(Zu bearbeiten):
- A) Gib aus dem Artikel über die SPD bei der Europawahl den Abschnitt wortgetreu aus, der mit „Probst sieht überdies“ beginnt und bis einschließlich „Partei stärker werden.“ reicht.
- B) Prüfe anhand des Artikels über die SPD bei der Europawahl die folgenden Aussagen und beantworte jede mit Ja oder Nein, gestützt auf die entscheidenden Worte des Artikels als wörtliches Zitat: (i) Probst war Leiter des Bereichs Wahl-, Parteien- und Partizipationsforschung an der Universität Bremen. (ii) Laut Probst sind Europawahlen inzwischen vor allem europäische und kaum noch nationale Wahlen. (iii) Probst zufolge wird Scholz als starke Stimme in Europa wahrgenommen.
- C) Schreibe den Artikel über die SPD bei der Europawahl im Anschluss an seinen letzten Satz weiter.

Berlin. Der Bremer Politikwissenschaftler Lothar Probst sieht für die SPD kaum Chancen, bei der Europawahl ihr historisch schlechtes Ergebnis von 2019 zu verbessern. "Europawahlen sind immer noch weitgehend nationale Wahlen", sagte der ehemalige Leiter des Bereichs Wahl-, Parteien- und Partizipationsforschung an der Universität Bremen dem "Handelsblatt". Die Wähler würden die Parteien im Kontext ihrer nationalen Performance bewerten. "Und da gibt die SPD im Moment kein überzeugendes Bild ab."
Probst sieht überdies kritisch, dass die SPD neben der Europaspitzenkandidatin Katarina Barley auch Kanzler Scholz ins Zentrum der Wahlkampagne rückt und in diesem Zusammenhang auf Großplakaten mit dem Slogan "Deutschlands stärkste Stimmen für Europa" um die Gunst der Wähler buhlt. Der Kanzler werde "als alles andere denn als starke Stimme in Europa wahrgenommen", sagte er. "Er läuft bei einem bescheidenen Ergebnis für seine Partei Gefahr, noch weiter in der Wählergunst abzusacken und in der eigenen Partei an Zustimmung zu verlieren." Irgendwann werde der Ruf nach Boris Pistorius als Kanzler auch in der eigenen Partei stärker werden.

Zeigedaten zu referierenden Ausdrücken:
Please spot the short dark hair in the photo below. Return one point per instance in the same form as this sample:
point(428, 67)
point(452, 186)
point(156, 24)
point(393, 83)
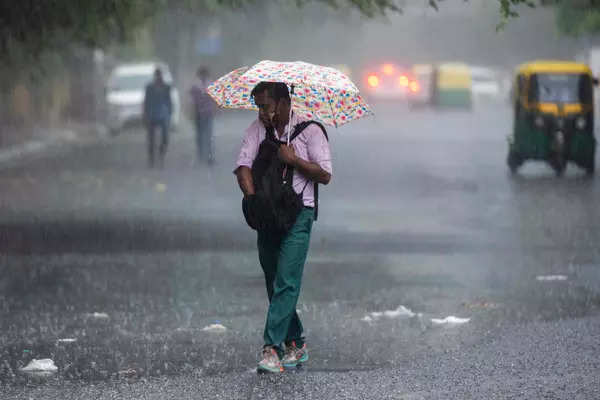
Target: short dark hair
---
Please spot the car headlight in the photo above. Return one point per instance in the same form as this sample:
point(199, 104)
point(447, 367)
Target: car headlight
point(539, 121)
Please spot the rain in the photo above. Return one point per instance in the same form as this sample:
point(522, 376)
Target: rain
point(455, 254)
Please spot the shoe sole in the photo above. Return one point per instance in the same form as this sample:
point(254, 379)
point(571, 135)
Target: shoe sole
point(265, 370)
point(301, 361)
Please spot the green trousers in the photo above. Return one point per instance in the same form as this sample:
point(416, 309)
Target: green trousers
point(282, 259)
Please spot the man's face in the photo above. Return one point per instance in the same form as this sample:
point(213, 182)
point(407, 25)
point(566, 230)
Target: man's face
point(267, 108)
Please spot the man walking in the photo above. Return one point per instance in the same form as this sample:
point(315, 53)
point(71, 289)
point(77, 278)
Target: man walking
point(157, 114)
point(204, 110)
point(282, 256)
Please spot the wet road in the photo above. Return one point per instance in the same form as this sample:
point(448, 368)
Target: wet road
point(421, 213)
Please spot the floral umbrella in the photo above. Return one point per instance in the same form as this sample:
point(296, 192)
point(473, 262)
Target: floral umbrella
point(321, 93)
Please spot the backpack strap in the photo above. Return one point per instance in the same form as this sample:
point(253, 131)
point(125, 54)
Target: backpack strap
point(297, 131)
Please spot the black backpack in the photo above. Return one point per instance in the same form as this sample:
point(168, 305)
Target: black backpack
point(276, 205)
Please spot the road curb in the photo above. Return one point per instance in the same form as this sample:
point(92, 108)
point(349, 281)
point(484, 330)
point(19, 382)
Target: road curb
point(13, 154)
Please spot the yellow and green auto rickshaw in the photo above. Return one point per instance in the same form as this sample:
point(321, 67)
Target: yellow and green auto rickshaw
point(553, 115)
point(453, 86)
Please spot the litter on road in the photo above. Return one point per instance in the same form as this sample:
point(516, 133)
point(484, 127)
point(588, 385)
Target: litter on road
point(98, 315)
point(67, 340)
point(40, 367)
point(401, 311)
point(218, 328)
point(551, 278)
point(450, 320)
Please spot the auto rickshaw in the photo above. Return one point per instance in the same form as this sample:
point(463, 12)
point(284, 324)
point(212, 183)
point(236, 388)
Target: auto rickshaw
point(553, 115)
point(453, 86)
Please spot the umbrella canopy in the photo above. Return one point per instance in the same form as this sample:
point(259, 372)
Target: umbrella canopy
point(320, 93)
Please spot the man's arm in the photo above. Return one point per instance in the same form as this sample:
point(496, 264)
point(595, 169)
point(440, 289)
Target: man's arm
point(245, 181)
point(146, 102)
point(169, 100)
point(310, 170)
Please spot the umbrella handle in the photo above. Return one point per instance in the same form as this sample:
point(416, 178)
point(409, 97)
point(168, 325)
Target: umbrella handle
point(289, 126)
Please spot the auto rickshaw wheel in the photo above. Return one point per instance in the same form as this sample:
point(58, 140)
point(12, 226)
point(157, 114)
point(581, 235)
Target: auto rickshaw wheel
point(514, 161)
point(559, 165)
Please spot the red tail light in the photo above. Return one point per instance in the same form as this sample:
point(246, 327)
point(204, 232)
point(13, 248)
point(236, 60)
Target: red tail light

(Ergebnisse der Aufgaben):
- A)
Probst sieht überdies kritisch, dass die SPD neben der Europaspitzenkandidatin Katarina Barley auch Kanzler Scholz ins Zentrum der Wahlkampagne rückt und in diesem Zusammenhang auf Großplakaten mit dem Slogan "Deutschlands stärkste Stimmen für Europa" um die Gunst der Wähler buhlt. Der Kanzler werde "als alles andere denn als starke Stimme in Europa wahrgenommen", sagte er. "Er läuft bei einem bescheidenen Ergebnis für seine Partei Gefahr, noch weiter in der Wählergunst abzusacken und in der eigenen Partei an Zustimmung zu verlieren." Irgendwann werde der Ruf nach Boris Pistorius als Kanzler auch in der eigenen Partei stärker werden.

- B)
(i) Ja: „der ehemalige Leiter des Bereichs Wahl-, Parteien- und Partizipationsforschung an der Universität Bremen“
(ii) Nein: „Europawahlen sind immer noch weitgehend nationale Wahlen“
(iii) Nein: „als alles andere denn als starke Stimme in Europa wahrgenommen“

- C)
Auch der Berliner Politikwissenschaftler Gero Neugebauer sieht nur geringe Wahlchancen für die SPD. "Die deutsche Sozialdemokratie befindet sich im Stimmungstief und konnte sich bislang kein positives Image verschaffen", sagte der ehemalige wissenschaftlicher Mitarbeiter am Otto-Suhr-Institut der Freien Universität Berlin. Die größten Schwierigkeiten für die SPD bestehen aus Sicht Neugebauers darin, "die politische Bedeutung der Wahl sowie die Inhalte ihrer Wahlkampfkommunikation zu vermitteln und damit über den Kern ihrer Anhänger hinaus Wähler zu mobilisieren".